Heather Els, environmental educator for the city of Fayetteville, updated the Environmental Action Committee on the Pick Me Up litter-removal program and related partnerships.
Els said the effort began as a 2022 pilot that “cleared out over 66,000 pounds of litter in 4 months.” After a 2023 presentation to city council, the program received full funding and expanded. In 2023 the crew collected about 140,000 pounds; in 2024 it collected about 130,000 pounds and won the mayor’s stewardship award. Els said 2025’s budget extension doubled the crew to 10 members and moved the program to month-long cohorts to improve continuity and connections to social services.
Els described participant supports tied to the month-long model: regular check-ins, meals and access to clothing and casework through Genesis Church partnerships, and on-site connections to services that helped some participants obtain housing or disability benefits. She said program pay is roughly $12.50 per hour, which she summarized as “about $150” for a three-day, four-hour-per-day week and about $600 for a month-long assignment.
Committee members pressed staff on operations and funding. Peter Niergarten, environmental director for the city, said funding for the program is “in the budget that was approved by council last month for 2026,” and added he will bring the contract to city council at its first meeting in January. He also noted a larger external grant the city had pursued — “the grant we submitted was for 20,000,000” — was not secured.
Els described partnerships that support program operations: Genesis Church and its coordinator Josh Park for program staffing and meals; Boston Mountain for the hazardous-waste trailer; Free Geek and EcoTech for e‑waste and recycling projects; and the Fayetteville Police Department, which contributed a vehicle that made operations easier.

(Data items)
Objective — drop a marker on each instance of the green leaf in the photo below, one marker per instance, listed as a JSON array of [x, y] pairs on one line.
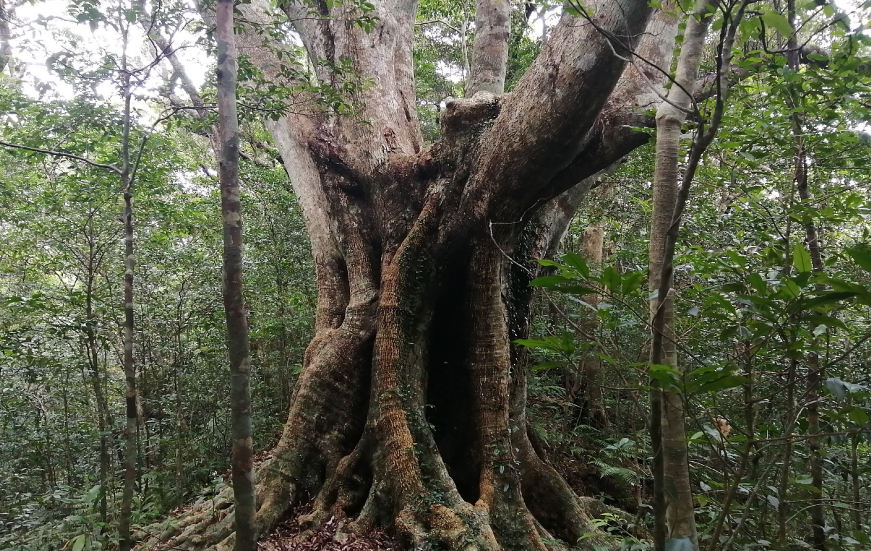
[[611, 279], [546, 365], [632, 281], [791, 289], [679, 544], [575, 261], [78, 542], [548, 281], [755, 280], [859, 416], [861, 255], [777, 21], [722, 383], [801, 259]]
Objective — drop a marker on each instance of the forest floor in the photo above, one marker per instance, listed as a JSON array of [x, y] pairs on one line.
[[290, 536]]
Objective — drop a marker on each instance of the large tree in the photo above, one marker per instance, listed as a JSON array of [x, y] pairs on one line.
[[410, 409]]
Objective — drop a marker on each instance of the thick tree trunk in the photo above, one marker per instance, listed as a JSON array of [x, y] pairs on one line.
[[410, 409], [671, 473]]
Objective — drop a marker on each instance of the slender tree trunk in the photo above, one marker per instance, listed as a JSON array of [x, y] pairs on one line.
[[130, 395], [490, 49], [786, 458], [588, 376], [6, 14], [858, 506], [815, 371], [671, 474], [234, 302]]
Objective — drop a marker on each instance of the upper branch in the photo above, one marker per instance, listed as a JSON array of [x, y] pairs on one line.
[[546, 122], [63, 154], [490, 50]]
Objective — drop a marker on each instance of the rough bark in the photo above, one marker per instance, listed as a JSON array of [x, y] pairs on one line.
[[583, 386], [418, 297], [6, 14], [234, 302], [130, 395], [815, 371], [671, 472], [490, 50]]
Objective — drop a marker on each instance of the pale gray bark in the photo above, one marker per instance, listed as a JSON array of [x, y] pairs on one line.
[[671, 467], [6, 13], [490, 49], [234, 302]]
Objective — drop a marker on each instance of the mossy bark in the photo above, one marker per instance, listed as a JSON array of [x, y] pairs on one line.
[[410, 409]]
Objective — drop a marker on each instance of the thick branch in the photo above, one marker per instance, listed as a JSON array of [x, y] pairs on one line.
[[543, 125]]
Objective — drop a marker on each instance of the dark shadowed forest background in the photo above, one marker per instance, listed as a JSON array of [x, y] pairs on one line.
[[771, 273]]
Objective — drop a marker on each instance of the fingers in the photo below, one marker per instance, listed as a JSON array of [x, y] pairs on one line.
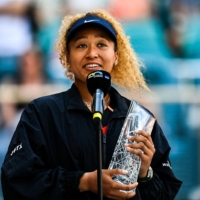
[[144, 143], [114, 172], [121, 191]]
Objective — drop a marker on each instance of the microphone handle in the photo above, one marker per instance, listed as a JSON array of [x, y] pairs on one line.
[[98, 104]]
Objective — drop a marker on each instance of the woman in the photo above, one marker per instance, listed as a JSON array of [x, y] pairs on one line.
[[53, 153]]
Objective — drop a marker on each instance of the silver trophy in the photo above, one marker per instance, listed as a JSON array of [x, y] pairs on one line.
[[137, 119]]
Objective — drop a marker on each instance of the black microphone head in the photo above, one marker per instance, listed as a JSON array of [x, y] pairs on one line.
[[98, 80]]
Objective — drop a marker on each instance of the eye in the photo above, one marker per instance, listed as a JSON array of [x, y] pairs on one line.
[[81, 46]]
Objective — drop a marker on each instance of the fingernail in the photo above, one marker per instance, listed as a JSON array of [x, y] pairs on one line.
[[124, 171]]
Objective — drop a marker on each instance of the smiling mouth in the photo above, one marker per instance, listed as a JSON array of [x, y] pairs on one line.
[[91, 66]]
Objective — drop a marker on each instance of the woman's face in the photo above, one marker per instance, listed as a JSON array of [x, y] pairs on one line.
[[90, 49]]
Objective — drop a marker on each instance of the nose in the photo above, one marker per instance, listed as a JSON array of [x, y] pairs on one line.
[[92, 52]]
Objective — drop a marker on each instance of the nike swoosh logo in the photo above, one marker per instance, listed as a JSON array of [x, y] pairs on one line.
[[92, 20]]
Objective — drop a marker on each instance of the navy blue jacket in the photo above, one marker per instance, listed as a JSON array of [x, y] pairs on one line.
[[55, 143]]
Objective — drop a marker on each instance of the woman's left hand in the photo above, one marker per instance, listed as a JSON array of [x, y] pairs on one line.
[[144, 148]]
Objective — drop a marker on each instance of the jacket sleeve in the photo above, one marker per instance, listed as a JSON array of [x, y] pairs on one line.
[[164, 185], [26, 171]]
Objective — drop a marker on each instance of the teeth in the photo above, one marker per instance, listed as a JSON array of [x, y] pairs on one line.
[[92, 65]]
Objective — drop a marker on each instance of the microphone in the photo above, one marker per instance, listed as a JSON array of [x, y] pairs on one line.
[[98, 84]]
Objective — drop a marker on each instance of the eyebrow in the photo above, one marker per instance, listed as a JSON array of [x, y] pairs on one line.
[[85, 37]]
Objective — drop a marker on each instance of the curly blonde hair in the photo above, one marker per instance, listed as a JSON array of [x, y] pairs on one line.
[[126, 73]]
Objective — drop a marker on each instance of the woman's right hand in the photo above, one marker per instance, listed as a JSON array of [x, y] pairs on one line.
[[111, 189]]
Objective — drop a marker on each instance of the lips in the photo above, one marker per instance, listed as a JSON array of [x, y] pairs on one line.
[[92, 66]]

• **Task list**:
1. Can you update the Pick Me Up program account, starting with "Els said the" and going on through "to social services.", putting "rotations" in place of "cohorts"?
2. How would the Pick Me Up program account go on after its last sentence? Write the continuation.
These records stand apart from the Pick Me Up program account.

• **Exercise responses**:
1.
Els said the effort began as a 2022 pilot that “cleared out over 66,000 pounds of litter in 4 months.” After a 2023 presentation to city council, the program received full funding and expanded. In 2023 the crew collected about 140,000 pounds; in 2024 it collected about 130,000 pounds and won the mayor’s stewardship award. Els said 2025’s budget extension doubled the crew to 10 members and moved the program to month-long rotations to improve continuity and connections to social services.

2.
On hazardous-waste operations, Els said the Boston Mountain trailer will be staffed by Pick Me Up members on Wednesdays and Thursdays, 9:00 a.m.–12:30 p.m., allowing residents to drop off household hazardous waste at that site. She described other outreach activities — waterway cleanups, event recycling, and targeted apartment-area engagement around student move-in/move-out — and invited committee members to an end-of-year lunch at Genesis Church.
The presentation generated operational suggestions from committee members, including adding directional signage and trailway outreach to inform unhoused residents of available services, coordinating with property managers and the university around student move-in days to reduce cardboard and reuseables, and pursuing additional grant or state funding to supplement local budgets.
The committee had no formal motion on the item. The next procedural step for program administration is staff’s contract submission to City Council in January.